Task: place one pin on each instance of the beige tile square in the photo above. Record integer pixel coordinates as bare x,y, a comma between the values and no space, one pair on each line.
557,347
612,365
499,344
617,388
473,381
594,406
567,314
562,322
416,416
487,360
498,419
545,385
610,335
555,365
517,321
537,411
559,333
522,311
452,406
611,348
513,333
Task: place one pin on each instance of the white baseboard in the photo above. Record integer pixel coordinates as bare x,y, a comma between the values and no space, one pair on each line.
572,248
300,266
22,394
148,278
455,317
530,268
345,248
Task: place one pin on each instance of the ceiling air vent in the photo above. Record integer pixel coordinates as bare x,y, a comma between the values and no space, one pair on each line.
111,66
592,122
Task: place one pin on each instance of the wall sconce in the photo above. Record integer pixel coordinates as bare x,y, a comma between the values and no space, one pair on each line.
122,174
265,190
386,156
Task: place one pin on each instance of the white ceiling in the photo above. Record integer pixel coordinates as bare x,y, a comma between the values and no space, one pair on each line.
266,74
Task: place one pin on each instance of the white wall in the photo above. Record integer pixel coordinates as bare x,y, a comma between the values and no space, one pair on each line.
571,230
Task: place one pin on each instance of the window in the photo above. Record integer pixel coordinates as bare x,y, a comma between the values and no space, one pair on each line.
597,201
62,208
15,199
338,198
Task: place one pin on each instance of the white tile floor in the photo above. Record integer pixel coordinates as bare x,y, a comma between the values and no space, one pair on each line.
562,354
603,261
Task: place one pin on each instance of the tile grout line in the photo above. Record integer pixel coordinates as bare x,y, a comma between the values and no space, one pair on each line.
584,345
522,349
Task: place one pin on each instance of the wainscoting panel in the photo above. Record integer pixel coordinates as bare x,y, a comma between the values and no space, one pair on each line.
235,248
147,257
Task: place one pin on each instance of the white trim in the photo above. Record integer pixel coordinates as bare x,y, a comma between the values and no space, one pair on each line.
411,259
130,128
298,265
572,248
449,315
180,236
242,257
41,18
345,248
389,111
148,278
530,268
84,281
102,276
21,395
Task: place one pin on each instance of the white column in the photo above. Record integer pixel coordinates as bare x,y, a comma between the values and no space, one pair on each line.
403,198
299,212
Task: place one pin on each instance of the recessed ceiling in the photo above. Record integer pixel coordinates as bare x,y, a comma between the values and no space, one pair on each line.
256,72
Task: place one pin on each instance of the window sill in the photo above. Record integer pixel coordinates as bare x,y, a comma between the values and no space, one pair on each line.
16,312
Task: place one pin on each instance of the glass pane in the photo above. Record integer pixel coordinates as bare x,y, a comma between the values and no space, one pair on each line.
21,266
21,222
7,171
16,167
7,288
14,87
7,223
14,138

====================

Rewrite all the items above, changing "place one pin" to "put one marker" wherever it occurs and keeping everything else the same.

The result:
Task: put one marker on each instance of the beige tile square in the photo above. Record integer pixel coordinates as bare x,y, a comma between the values and no space, one pair on each line.
557,347
612,365
499,344
617,388
473,381
594,406
567,314
562,322
416,416
487,360
498,419
545,385
610,335
555,365
517,321
537,411
559,333
522,311
452,406
611,348
513,333
Task: put one marker on each instance of the white baseboard in the photo above. Record integer pixel coordinates as bare x,y, a comma between the values and no space, one pair on each line.
572,248
300,266
22,394
148,278
455,317
530,268
345,248
Task: put one marker on each instance of the ceiling air vent in the photo above. Record integer pixel coordinates as bare x,y, a comma between the values and no space, one pair on each line.
111,66
592,122
Task: put one marker on each instance of the wall sconce in the photo above. Record integer pixel coordinates as bare x,y, a comma between the values and no space, one pair on each line.
122,174
265,190
386,156
Task: put one marker on each instance of the white ceiling in the photo above. Record integer pixel coordinates as bare x,y, a comma between the values and no space, one pair on each line.
266,74
Task: put one marker on each instance of the white wall in the photo above. Record integer pixel coordinates as bare x,y, a comma between the values and no space, one pair on each line.
571,230
Task: put one marker on each instance of the window in the photo above. Record integer pixel coordinates as bare x,y, a comma between the values and no space, one pair on each line.
597,201
62,208
15,199
338,198
Task: put one marker on each instance of the white tile floor in the photo above. Record integer pixel coordinates as bare x,y, a comma between the values and no space, one pair on each line.
562,354
603,261
Task: put one marker on each instance of the tile grout line in the photo above. Record integer pixel coordinates as bare x,y, a comma between the values and no space, one pair on each line.
584,345
522,349
Task: put one marker on each instance of the wainscoting panel in the photo above. Record integer pixel coordinates as bare x,y, a comma between the values and no space, one pair on each line.
235,248
147,257
Task: put one marker on each instance of the white trim in the photo above. Record integer pixel coordinates as bare x,y, a comma between the values and no space, one pair on each line.
411,259
130,128
298,265
572,248
449,315
180,236
242,257
41,18
345,248
389,111
148,278
530,268
84,281
102,276
21,395
Task: put one marker on each instance of the white column in the photo above. Record integer pixel coordinates as bare x,y, a comma between the values and no space, one pair on each line.
403,198
299,212
Task: put one marker on each instance of the recessed ceiling in the photo above. Record integer pixel coordinates as bare x,y, a comma between the values and no space, one pair on each line.
256,72
Task: put one marker on each instance of the window sill in the photo above. Record integer pixel coordinates as bare x,y, a comma between the values and no space, one pair on each line.
16,312
Task: put one marker on each instance of the glass pane in the photo above. Record integer pixel coordinates as bare x,y, a comma between the values and no space, one pair on each line.
21,266
21,222
7,171
16,167
7,288
14,87
7,223
14,138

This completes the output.